(Exercise data):
============================================================

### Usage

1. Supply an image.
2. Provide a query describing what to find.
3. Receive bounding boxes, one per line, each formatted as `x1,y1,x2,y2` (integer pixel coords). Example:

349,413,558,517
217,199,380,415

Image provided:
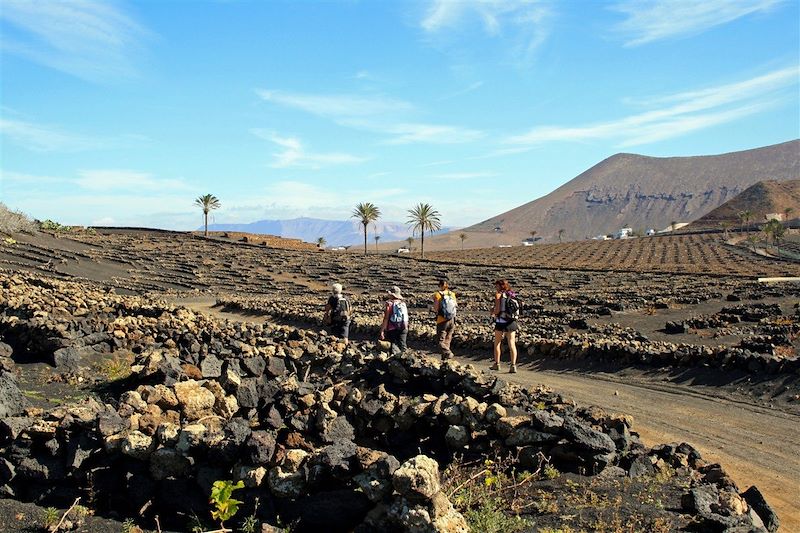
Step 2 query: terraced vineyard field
426,234,800,277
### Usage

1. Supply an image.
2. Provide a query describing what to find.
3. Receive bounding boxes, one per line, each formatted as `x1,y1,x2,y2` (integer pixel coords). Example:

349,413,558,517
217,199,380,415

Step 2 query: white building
614,228,633,239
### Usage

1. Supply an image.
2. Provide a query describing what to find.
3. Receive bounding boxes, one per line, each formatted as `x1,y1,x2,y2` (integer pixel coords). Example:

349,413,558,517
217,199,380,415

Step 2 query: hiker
433,279,458,361
489,279,519,374
379,285,408,353
322,283,351,344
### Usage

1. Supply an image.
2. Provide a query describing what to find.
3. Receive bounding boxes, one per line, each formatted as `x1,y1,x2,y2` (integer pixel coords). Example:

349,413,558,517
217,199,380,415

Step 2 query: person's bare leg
508,331,517,366
494,331,503,369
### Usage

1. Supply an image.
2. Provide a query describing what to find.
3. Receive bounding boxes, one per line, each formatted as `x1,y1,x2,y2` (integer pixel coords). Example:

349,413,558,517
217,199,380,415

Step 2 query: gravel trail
176,297,800,533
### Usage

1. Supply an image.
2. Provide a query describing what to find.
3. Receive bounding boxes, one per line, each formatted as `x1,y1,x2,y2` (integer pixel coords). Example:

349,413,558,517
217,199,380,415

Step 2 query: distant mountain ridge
205,217,450,246
687,180,800,229
426,136,800,249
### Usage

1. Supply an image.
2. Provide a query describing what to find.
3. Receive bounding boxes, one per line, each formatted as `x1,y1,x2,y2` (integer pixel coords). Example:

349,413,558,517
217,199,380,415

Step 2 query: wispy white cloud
74,169,193,193
382,124,485,144
439,81,483,100
254,90,484,144
0,118,108,152
431,172,497,181
612,0,784,46
505,67,800,146
256,89,414,119
251,128,367,169
420,0,554,64
0,0,152,81
228,180,407,222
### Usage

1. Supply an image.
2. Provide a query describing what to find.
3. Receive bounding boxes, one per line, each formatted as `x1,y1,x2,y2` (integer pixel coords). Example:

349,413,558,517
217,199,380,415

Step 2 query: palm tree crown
406,203,442,257
194,194,221,237
350,202,381,255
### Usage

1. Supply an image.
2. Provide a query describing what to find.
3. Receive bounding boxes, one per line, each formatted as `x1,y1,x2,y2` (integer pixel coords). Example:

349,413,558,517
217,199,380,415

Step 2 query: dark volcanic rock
564,417,617,453
742,485,781,532
245,431,275,465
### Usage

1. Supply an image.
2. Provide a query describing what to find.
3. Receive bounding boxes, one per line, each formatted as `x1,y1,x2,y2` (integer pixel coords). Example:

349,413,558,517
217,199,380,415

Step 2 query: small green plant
44,507,61,531
464,496,531,533
239,515,258,533
39,219,69,233
122,518,142,533
92,356,133,381
542,464,561,479
210,480,244,528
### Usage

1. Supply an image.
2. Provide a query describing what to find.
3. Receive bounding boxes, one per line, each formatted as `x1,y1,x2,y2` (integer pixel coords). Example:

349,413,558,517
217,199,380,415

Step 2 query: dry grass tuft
0,202,38,234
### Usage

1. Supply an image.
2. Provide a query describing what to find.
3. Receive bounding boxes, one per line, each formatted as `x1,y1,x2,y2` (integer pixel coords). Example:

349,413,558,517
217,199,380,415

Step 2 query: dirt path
176,297,800,532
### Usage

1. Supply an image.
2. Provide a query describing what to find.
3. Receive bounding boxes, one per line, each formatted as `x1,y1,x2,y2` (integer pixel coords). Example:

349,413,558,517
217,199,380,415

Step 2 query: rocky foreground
0,274,778,532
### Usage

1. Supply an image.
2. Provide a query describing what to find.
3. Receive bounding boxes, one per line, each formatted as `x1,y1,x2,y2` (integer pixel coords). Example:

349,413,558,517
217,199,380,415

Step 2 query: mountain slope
440,136,800,249
687,180,800,229
208,217,446,246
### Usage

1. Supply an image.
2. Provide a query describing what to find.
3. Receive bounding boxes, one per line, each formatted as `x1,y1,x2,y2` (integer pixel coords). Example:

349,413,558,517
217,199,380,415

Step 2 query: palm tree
350,202,381,255
194,194,220,237
406,203,442,258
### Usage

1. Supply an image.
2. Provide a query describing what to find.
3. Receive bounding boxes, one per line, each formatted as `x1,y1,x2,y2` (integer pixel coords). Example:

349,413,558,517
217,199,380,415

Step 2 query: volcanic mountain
426,140,800,249
687,180,800,229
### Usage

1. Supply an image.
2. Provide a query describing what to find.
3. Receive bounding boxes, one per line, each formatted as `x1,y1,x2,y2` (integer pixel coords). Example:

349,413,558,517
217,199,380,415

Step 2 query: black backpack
331,296,350,322
439,290,458,320
500,292,522,320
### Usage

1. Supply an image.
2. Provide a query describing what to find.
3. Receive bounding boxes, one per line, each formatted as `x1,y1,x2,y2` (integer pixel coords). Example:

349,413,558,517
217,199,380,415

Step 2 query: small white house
614,228,633,239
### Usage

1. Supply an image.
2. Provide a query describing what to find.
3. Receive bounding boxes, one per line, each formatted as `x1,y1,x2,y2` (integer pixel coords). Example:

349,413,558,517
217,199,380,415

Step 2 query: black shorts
494,320,519,331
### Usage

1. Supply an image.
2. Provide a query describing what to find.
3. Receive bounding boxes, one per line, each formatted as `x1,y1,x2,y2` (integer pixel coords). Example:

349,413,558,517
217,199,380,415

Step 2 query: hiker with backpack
489,279,520,374
322,283,351,344
433,279,458,361
379,285,408,353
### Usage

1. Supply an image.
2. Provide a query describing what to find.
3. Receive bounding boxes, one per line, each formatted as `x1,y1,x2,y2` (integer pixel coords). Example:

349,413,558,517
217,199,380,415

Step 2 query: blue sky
0,0,800,229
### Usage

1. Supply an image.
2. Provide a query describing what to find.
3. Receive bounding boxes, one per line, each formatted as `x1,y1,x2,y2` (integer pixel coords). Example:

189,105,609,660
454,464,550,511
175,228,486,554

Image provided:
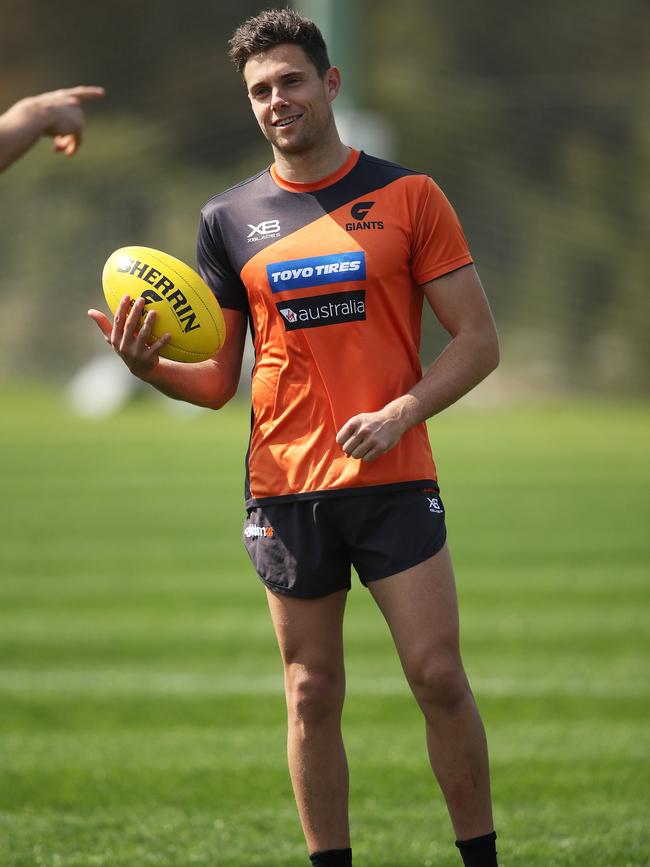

============================================================

(Task prompt): Turn all of the data above into a JSON list of strings, with one string for each line and no strings for blank lines. Leave the pictures out.

(Right answer):
[
  "### Usage",
  "1. Supply an image.",
  "2. Provide a query describing what to find.",
  "3. Receive bounding boxes, one per line, each formatted as `x1,y1,x2,y2` (integer pixel coords). Example:",
  "349,413,558,517",
  "217,199,380,415",
  "Image provided:",
  "Step 2 query: terraced vineyard field",
  "426,234,800,277",
  "### Usage",
  "1. Supply an image.",
  "2. Provide a query describing what to find.",
  "3. Receive bounding boxes, one per line, each formatted as `x1,y1,x2,y2` (integer pixel coords). Example:",
  "349,413,558,517",
  "217,199,380,415",
  "Step 2 query: white building",
  "614,228,633,239",
  "### Usage",
  "1. Supply an image.",
  "2. Provide a query describing what to find.",
  "3. Receive bounding boxes, one per line, each formatted as `x1,y1,x2,y2` (integer pixel coords). Example:",
  "349,413,558,517",
  "217,199,380,415",
  "Step 2 query: hiker",
  "433,279,458,361",
  "489,279,519,374",
  "379,285,408,353",
  "322,283,351,344",
  "### Usage",
  "1. Supply an image.",
  "2. Provide a query describing what to find.",
  "3. Receive bounding boxes, one per line, each formatted as `x1,y1,x2,y2` (integer pixel coords). Example:",
  "349,413,558,517",
  "217,199,380,415",
  "Step 2 query: person's bare leg",
  "508,331,517,366",
  "494,331,503,369",
  "### Usage",
  "1. Supply an image.",
  "2. Provide a query describing what to find.",
  "3. Receive bounding boxes, one per line, each formatted as `x1,y1,x2,y2` (integer pixel coords). Example:",
  "349,413,558,517",
  "217,199,380,415",
  "Step 2 query: gravel trail",
  "176,297,800,533",
  "### Usage",
  "1. Supply an image.",
  "2. Provide a query describing what to find.",
  "3. Receive bounding boxes, one per line, each formatted as `x1,y1,x2,y2` (integer pixel coords). Example:",
  "349,413,558,517",
  "217,199,380,415",
  "Step 2 query: distant mountain ridge",
  "205,217,450,246",
  "687,180,800,229",
  "426,136,800,249",
  "### Usage",
  "1. Supply an image.",
  "2. Provide a query describing what to find.",
  "3. Receive bounding boxes, one per line, each formatted as `x1,y1,x2,y2` (integer pixel coords). Example:",
  "349,413,558,517",
  "217,199,380,415",
  "Step 2 query: wispy white cloud",
  "74,169,193,193",
  "382,124,485,144",
  "439,81,483,100",
  "254,90,484,144",
  "0,118,108,152",
  "431,172,497,181",
  "612,0,784,46",
  "505,67,800,146",
  "256,89,414,119",
  "251,128,367,169",
  "420,0,554,64",
  "0,0,152,81",
  "228,180,407,222",
  "### Usage",
  "1. Supply an image.",
  "2. Provide a query describing what to find.",
  "3. Receive bounding boxes, one per line, each formatted as `x1,y1,x2,y2` (integer pixel coords). Example:",
  "349,413,558,517",
  "217,199,380,415",
  "Step 2 query: palm tree crown",
  "406,203,442,257",
  "194,194,221,237",
  "350,202,381,255",
  "### Usage",
  "1. Supply an image.",
  "2. Provide a query describing what to find.",
  "3. Receive bounding boxes, one per line, each formatted as `x1,y1,x2,y2` (integer pixel coords). Example:",
  "349,413,558,517",
  "217,199,380,415",
  "Step 2 query: dark volcanic rock",
  "564,417,617,453",
  "742,485,781,532",
  "245,431,275,465",
  "### Usage",
  "1. Supply an image.",
  "2. Provide a query describing what to find.",
  "3. Receive bounding boxes, one per line, each formatted as `x1,y1,x2,y2` (integer pixel coords). Example:",
  "349,413,558,517",
  "217,199,380,415",
  "Step 2 query: small green plant",
  "44,507,61,531",
  "464,496,531,533",
  "239,515,258,533",
  "39,219,69,233",
  "122,518,142,533",
  "92,356,133,381",
  "542,464,561,479",
  "210,480,244,528",
  "### Usage",
  "1. Supply an image.",
  "2. Provide a query describing what to find.",
  "3. Receive bounding boxes, one per line, each formatted as `x1,y1,x2,y2` (integer pixel coords). Example:",
  "349,413,558,517",
  "217,199,380,415",
  "Step 2 query: dry grass tuft",
  "0,202,38,234",
  "### Usage",
  "1. Supply an image.",
  "2. Provide a query describing what to find.",
  "3. Receive bounding boxes, one per line, each formatted as `x1,y1,x2,y2` (integer pixel coords). Example:",
  "349,413,558,517",
  "217,199,380,415",
  "Step 2 query: dirt path",
  "176,297,800,532",
  "### Usage",
  "1. Supply an image.",
  "2. Provide a query describing what to find.",
  "3. Receive bounding boxes, one per line, each formatted as `x1,y1,x2,y2` (integer pixel coords). Example:",
  "349,413,558,517",
  "217,199,380,415",
  "Step 2 query: rocky foreground",
  "0,274,778,532",
  "### Usage",
  "1. Supply an image.",
  "2. Provide a query describing what to find.",
  "3. Receive bounding boxes, one per line, each formatted as `x1,y1,x2,y2` (integer pixel coords). Example:",
  "349,413,558,517",
  "217,199,380,415",
  "Step 2 query: mountain slope",
  "440,136,800,249",
  "687,180,800,229",
  "208,217,446,246",
  "### Usage",
  "1. Supply an image.",
  "2. Provide a query describing what to find.",
  "3. Receive bounding boxes, one per line, each formatted as `x1,y1,x2,y2` (integer pixel coords). Example:",
  "349,413,558,517",
  "217,199,380,415",
  "Step 2 query: palm tree",
  "350,202,381,255",
  "194,194,220,237",
  "406,203,442,258",
  "### Usage",
  "1. Supply an image.",
  "2. Provide a query describing what to find.",
  "3. Receive bounding boxes, one per line, each formatted as `x1,y1,x2,y2` (integer pixel coords). Example:",
  "349,413,558,517",
  "217,199,380,415",
  "Step 2 query: volcanic mountain",
  "426,140,800,249",
  "687,180,800,229",
  "### Usage",
  "1. Supply an image.",
  "2. Provide a query describing what to find.",
  "3. Receive bounding boxes, one per line, each formatted as `x1,y1,x2,y2` (integer pixel coords). Example:",
  "349,413,558,517",
  "217,199,380,415",
  "Step 2 query: black backpack",
  "331,296,350,322",
  "439,290,458,320",
  "500,292,522,320",
  "### Usage",
  "1. Supply an image.",
  "2. Provide a query describing what to find.",
  "3. Receive bounding boxes, one per line, each formatted as `x1,y1,x2,y2` (integer pixel coords). Example:",
  "349,413,558,517",
  "217,199,380,415",
  "Step 2 query: small white house",
  "614,228,633,239",
  "### Usage",
  "1. Supply an image.",
  "2. Provide a query describing what to find.",
  "3. Receive bounding boxes, one per line, each formatted as `x1,y1,x2,y2` (integer pixel coords). Example:",
  "349,413,558,517",
  "217,199,380,415",
  "Step 2 query: black shorts",
  "494,320,519,331",
  "### Usage",
  "1. Supply an image.",
  "2. Provide a query describing what to find.",
  "3. Receive bounding boxes, one per line, each formatted as `x1,y1,x2,y2` (integer pixel coords). Example:",
  "349,413,558,517",
  "217,199,380,415",
  "Step 2 query: hiker with backpack",
  "489,279,520,374",
  "322,283,351,344",
  "433,279,458,361",
  "379,285,408,353",
  "### Usage",
  "1. Supply an image.",
  "2. Provide a query describing what to find.",
  "3. Receive bounding boxes, one per line, each formatted as `x1,y1,x2,y2` (integer pixel coords). Example:",
  "349,413,558,517",
  "217,199,380,415",
  "Step 2 query: blue sky",
  "0,0,800,229",
  "### Usage",
  "1. Supply an image.",
  "2. Provide a query describing what to find.",
  "3. Receive bounding boxes, one per line, each formatted as `x1,y1,x2,y2` (integer pixel coords). Example:",
  "189,105,609,660",
  "454,464,550,511",
  "175,228,486,554",
  "Image provided:"
]